**Problem set**
a – In the Jane Addams biography below, copy the passage between "Instructor: Mary Deering" and "of helping people.", inclusive, switching "prosperous" to "wealthy".
b – Resume the Jane Addams biography below, writing on from its final sentence.

**Excerpt to read**
· · · · ·
Jane Addams & Hull House: Biography, Facts & Contributions

Instructor: Mary Deering

Mary has a Master's Degree in History with 18 advanced hours in Government. She has taught college History and Government courses.

Meet Jane Addams and discover how her drive to help others led her to establish Hull House, the first American settlement house. Learn how Addams and Hull House improved life for American immigrants.

The Early Life of Jane Addams

On September 6, 1860 Jane Addams was born in Cedarville, Illinois to a large and prosperous family. Young Jane had several older siblings, but many of them died in childhood. Jane's mother, Sarah, died when Jane was only two years old. Despite these early tragedies, Jane had a relatively happy childhood. She had an especially good relationship with her father, John Huey Addams, who encouraged her to read and follow her dreams of helping people.

Photograph of Jane Addams in 1912
Photograph of Jane Addams

In 1881, Jane graduated from the Rockford Female Seminary with a collegiate certificate. She planned to earn a full bachelor's degree from Smith College in Massachusetts; however, several factors prevented her from reaching this goal. The first and largest of these was that shortly after Jane's graduation from Rockford, John Huey Addams became ill and died.

Without her father, Jane felt adrift. She moved with her stepmother, sister and brother-in-law to Philadelphia where her brother-in-law planned to attend medical school. Jane and her sister, Alice, completed one year at a women's medical school; however, the pressures of the courses and her grief over the death of John Huey Addams made it difficult for Jane to concentrate. By the end of the year, Addams had a nervous breakdown and the entire Addams clan decided to return home to Cedarville.

After a surgery to correct a childhood spinal injury, Addams was advised to spend some time traveling and recovering from her physical and mental ordeals. She and her stepmother traveled across Europe for two years. Upon returning home, Jane was ready for a new challenge. After reading about the successes of Toynbee Hall, a settlement house, or shelter and treatment center for poor individuals in London, she began to seriously consider the ways that she could help the poor people in her area.
· · · · ·
**Given information**

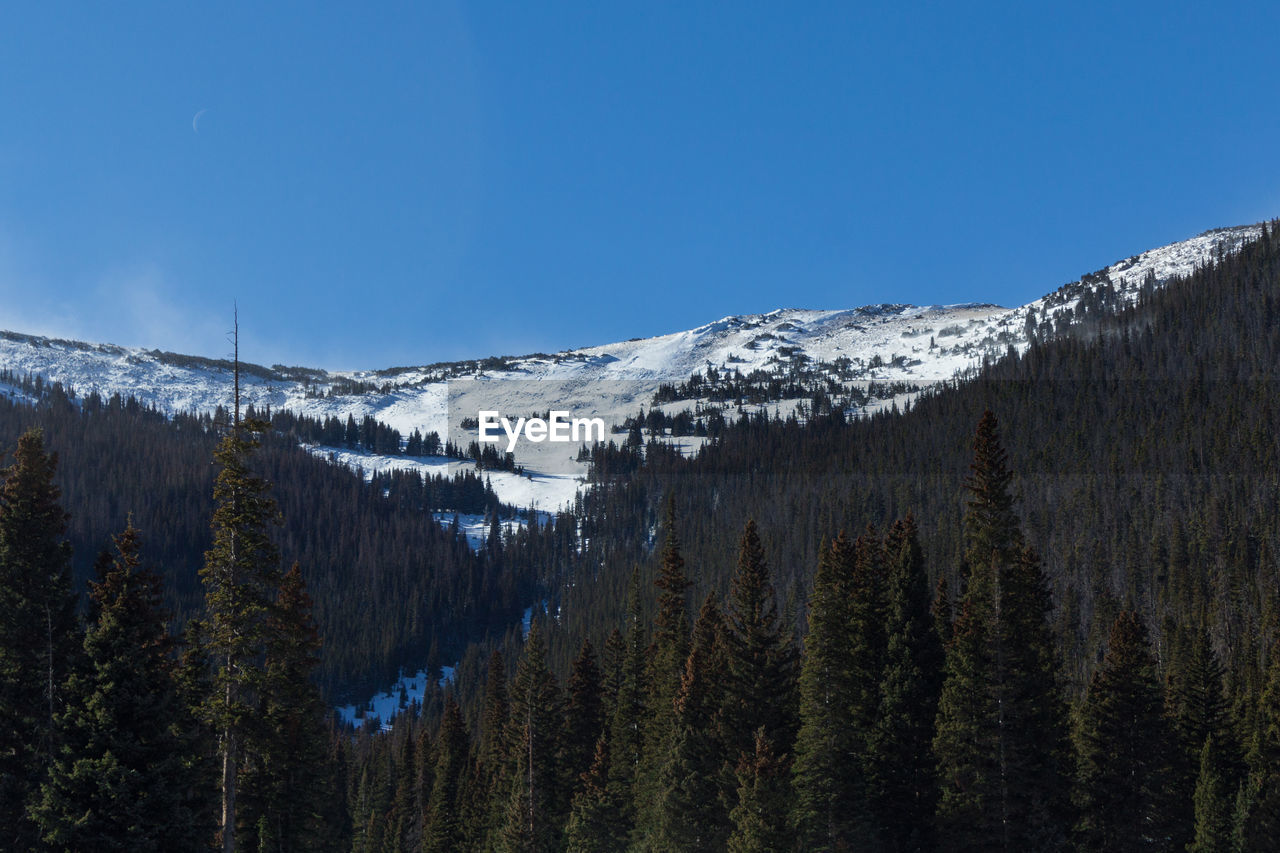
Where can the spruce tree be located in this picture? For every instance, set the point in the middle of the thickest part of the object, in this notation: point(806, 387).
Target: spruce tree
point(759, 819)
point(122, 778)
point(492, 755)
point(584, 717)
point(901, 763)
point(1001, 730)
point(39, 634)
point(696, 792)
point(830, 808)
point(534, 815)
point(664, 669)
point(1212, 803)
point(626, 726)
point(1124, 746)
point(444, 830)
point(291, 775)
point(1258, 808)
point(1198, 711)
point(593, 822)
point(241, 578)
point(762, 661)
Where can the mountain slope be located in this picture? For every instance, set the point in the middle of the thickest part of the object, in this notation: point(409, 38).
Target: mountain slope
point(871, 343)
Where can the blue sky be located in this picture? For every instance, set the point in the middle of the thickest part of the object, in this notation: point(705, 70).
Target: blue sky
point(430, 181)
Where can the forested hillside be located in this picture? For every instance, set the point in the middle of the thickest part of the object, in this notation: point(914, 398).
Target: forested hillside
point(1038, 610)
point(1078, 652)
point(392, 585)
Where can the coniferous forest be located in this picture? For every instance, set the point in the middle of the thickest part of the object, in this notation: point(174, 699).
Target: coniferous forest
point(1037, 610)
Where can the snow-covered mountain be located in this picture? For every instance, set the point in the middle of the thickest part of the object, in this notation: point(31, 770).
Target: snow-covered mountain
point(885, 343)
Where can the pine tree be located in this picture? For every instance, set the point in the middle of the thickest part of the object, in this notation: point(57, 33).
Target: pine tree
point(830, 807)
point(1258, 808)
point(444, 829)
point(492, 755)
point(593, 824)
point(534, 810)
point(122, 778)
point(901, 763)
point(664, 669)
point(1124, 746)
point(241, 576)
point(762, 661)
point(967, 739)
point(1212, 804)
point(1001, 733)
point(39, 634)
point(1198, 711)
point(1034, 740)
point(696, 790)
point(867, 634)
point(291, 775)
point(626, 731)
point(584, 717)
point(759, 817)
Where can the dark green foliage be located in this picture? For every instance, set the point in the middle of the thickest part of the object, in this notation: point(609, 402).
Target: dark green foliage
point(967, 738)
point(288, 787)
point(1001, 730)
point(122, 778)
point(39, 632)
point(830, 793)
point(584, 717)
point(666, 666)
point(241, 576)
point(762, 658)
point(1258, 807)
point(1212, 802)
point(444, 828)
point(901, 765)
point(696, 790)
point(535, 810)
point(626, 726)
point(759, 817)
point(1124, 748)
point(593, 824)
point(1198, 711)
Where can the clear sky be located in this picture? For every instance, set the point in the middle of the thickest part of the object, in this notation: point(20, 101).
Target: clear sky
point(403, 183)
· · · · ·
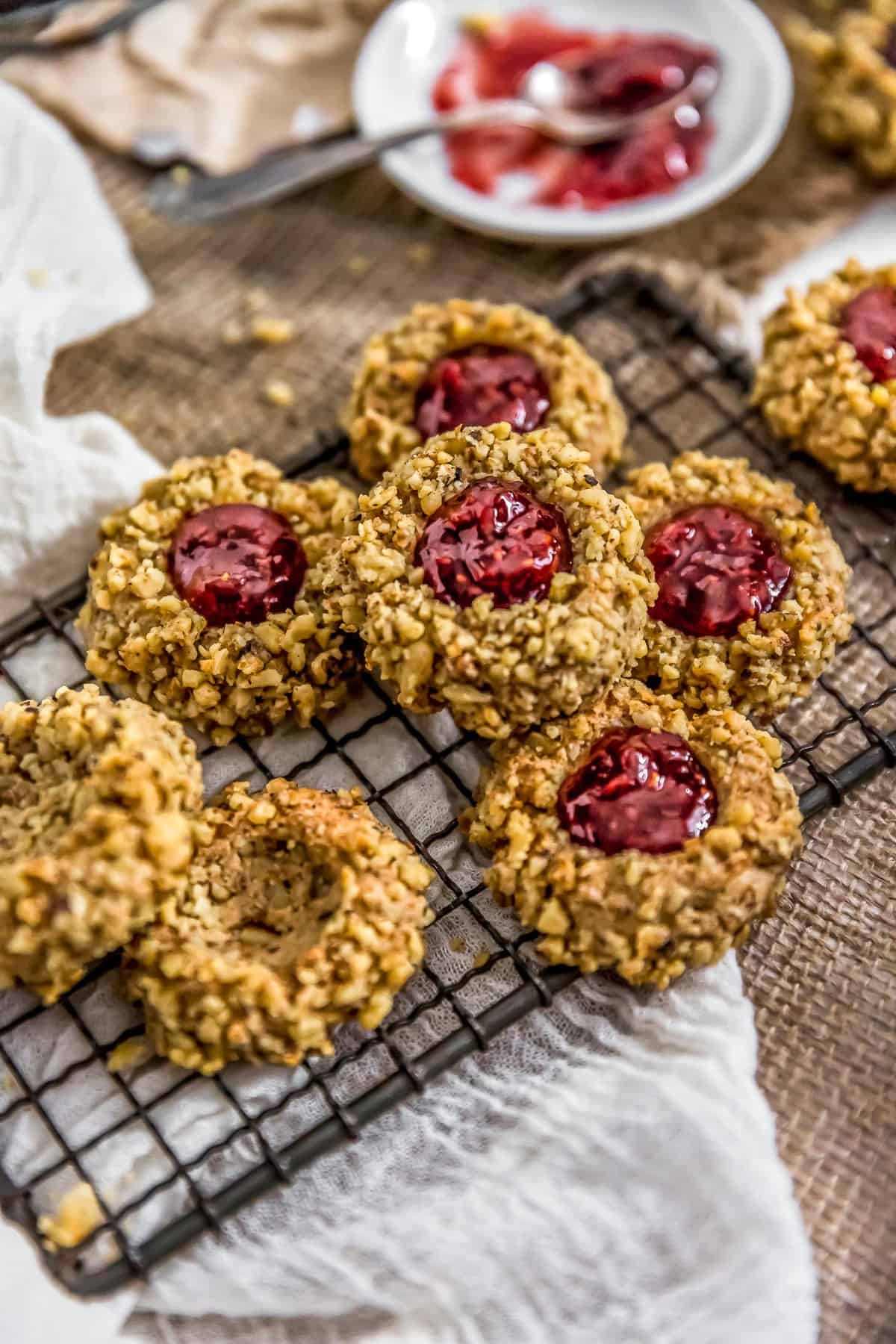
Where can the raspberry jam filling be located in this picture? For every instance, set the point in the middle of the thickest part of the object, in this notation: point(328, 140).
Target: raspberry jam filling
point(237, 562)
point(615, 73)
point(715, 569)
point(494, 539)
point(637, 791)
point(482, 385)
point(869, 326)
· · · · ·
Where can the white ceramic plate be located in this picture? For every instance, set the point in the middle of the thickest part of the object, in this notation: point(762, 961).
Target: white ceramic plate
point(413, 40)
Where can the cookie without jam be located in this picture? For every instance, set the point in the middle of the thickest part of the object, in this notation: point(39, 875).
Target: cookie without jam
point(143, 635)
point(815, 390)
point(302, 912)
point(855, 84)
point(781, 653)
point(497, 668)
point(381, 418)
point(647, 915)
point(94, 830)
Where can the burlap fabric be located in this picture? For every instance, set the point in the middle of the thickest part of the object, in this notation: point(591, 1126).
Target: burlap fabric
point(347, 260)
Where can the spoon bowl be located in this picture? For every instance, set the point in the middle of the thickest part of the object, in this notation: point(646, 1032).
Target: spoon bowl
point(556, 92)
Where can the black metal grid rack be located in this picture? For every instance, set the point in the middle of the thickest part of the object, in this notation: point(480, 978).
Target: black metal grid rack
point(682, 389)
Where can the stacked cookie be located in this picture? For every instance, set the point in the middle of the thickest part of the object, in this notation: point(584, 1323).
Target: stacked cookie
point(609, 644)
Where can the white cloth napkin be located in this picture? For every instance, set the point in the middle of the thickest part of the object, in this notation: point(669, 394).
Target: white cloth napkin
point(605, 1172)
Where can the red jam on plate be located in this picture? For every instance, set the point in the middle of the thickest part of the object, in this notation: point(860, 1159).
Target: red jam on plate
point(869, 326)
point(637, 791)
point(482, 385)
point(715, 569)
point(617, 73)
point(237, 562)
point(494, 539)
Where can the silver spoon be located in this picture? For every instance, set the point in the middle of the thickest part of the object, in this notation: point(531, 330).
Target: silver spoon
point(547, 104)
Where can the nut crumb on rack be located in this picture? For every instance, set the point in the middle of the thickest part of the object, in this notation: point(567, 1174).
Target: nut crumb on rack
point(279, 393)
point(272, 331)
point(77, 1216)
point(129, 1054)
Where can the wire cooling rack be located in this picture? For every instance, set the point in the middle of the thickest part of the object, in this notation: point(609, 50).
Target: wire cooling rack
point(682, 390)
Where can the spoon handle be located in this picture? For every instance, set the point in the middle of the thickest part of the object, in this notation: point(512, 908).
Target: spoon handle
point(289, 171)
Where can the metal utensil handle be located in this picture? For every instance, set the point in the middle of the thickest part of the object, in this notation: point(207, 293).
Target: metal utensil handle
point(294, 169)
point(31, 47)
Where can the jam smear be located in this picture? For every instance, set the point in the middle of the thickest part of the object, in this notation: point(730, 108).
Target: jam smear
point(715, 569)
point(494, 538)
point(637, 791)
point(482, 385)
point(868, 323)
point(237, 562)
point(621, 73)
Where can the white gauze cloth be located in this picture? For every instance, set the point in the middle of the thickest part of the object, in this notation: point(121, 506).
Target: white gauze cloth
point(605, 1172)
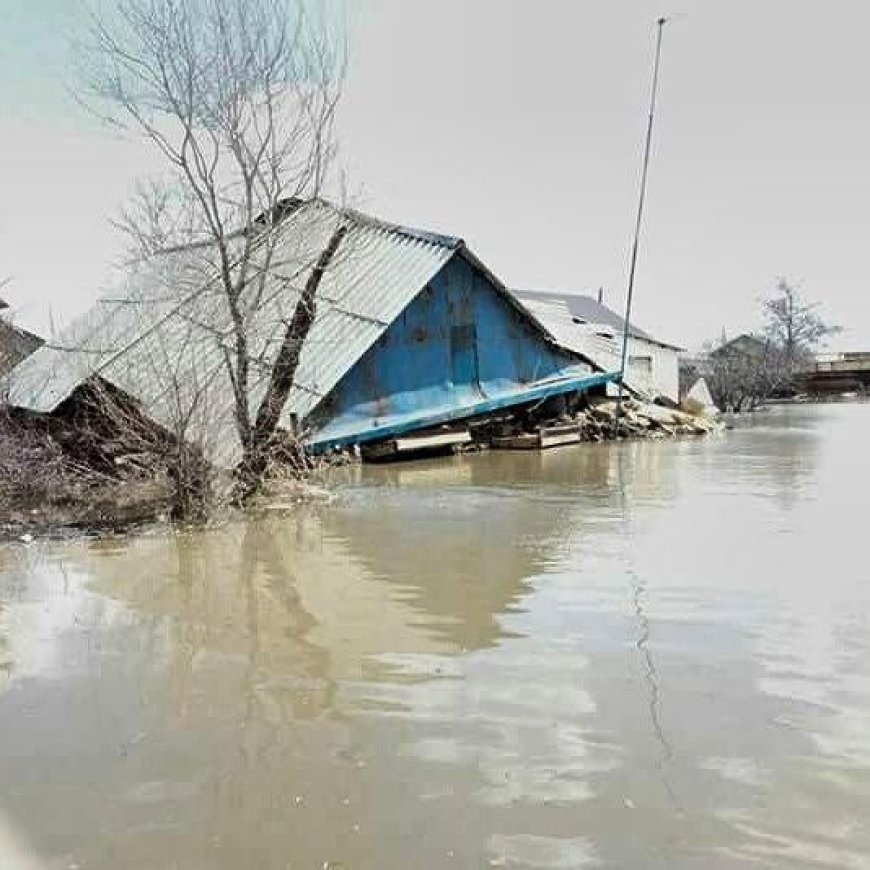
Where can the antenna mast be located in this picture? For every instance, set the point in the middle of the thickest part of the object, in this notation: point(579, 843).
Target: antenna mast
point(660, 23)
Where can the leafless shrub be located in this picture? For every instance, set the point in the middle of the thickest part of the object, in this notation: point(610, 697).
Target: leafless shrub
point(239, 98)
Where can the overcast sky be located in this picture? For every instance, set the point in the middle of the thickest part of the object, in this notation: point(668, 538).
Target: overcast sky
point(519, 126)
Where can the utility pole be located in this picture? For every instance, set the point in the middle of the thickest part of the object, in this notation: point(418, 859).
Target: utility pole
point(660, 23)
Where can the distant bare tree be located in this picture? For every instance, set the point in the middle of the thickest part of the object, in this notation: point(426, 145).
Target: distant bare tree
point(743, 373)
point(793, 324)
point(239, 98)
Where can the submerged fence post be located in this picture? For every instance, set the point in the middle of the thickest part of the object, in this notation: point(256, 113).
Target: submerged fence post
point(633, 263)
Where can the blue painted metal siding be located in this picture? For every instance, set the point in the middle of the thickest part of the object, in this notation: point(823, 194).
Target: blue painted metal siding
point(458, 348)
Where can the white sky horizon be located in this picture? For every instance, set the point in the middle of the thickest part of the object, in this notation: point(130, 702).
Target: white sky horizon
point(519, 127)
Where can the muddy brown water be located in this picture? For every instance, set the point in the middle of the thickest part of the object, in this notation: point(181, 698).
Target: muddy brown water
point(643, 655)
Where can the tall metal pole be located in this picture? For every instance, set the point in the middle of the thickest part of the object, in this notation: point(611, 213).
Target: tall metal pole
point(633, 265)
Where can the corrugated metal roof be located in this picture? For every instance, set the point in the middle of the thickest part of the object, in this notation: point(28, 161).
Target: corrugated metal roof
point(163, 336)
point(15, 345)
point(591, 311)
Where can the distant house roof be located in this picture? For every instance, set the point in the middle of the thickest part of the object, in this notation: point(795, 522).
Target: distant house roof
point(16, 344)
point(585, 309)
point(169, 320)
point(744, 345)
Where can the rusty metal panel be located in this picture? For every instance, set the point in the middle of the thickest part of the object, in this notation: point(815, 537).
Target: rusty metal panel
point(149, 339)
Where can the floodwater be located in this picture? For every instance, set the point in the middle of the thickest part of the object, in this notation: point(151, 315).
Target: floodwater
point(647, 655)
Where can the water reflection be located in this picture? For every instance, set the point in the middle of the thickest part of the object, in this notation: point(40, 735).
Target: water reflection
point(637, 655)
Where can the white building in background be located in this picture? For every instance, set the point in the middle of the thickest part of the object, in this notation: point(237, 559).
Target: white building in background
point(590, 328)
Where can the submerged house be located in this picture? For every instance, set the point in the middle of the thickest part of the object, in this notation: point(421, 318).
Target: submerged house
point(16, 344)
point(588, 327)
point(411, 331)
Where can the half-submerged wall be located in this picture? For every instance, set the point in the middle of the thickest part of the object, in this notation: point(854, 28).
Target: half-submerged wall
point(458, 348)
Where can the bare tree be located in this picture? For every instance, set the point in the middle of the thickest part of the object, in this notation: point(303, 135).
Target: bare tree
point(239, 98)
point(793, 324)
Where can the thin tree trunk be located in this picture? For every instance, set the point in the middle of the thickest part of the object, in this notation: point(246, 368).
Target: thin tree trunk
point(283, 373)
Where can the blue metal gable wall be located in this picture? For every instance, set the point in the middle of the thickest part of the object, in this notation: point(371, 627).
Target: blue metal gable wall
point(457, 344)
· · · · ·
**Answers given**
a –
Instructor: Mary Deering

Mary has a Master's Degree in History with 18 advanced hours in Government. She has taught college History and Government courses.

Meet Jane Addams and discover how her drive to help others led her to establish Hull House, the first American settlement house. Learn how Addams and Hull House improved life for American immigrants.

The Early Life of Jane Addams

On September 6, 1860 Jane Addams was born in Cedarville, Illinois to a large and wealthy family. Young Jane had several older siblings, but many of them died in childhood. Jane's mother, Sarah, died when Jane was only two years old. Despite these early tragedies, Jane had a relatively happy childhood. She had an especially good relationship with her father, John Huey Addams, who encouraged her to read and follow her dreams of helping people.

b –
Building Hull House

It took Jane Addams several years to make this idea a reality, but in 1889 Addams and her close friend and business partner, Ellen Gates Starr, established Hull House, the first settlement house in America. Hull House was built in Chicago and was intended first and foremost as a shelter for women and children who needed protection and assistance.

About 25 women at a time lived in Hull House, but thousands more visited Hull House for educational classes and other benefits. With the help of several wealthy female investors, Addams was able to expand Hull House's programs to include a library, a lunchroom that served nutritious meals, and an employment bureau for those seeking work.

The Legacy of Hull House

Under Addams' guidance, teachers at Hull House taught immigrant children English, instructed their parents on American culture and helped them find employment. Researchers went out into communities surrounding Hull House and studied various aspects of urban life, including cocaine addiction, water quality, and conditions of childbirth. Much of what we know about urban immigrants in Chicago comes from studies completed by Hull House volunteers. This research also led to increased public services for the poor of Chicago.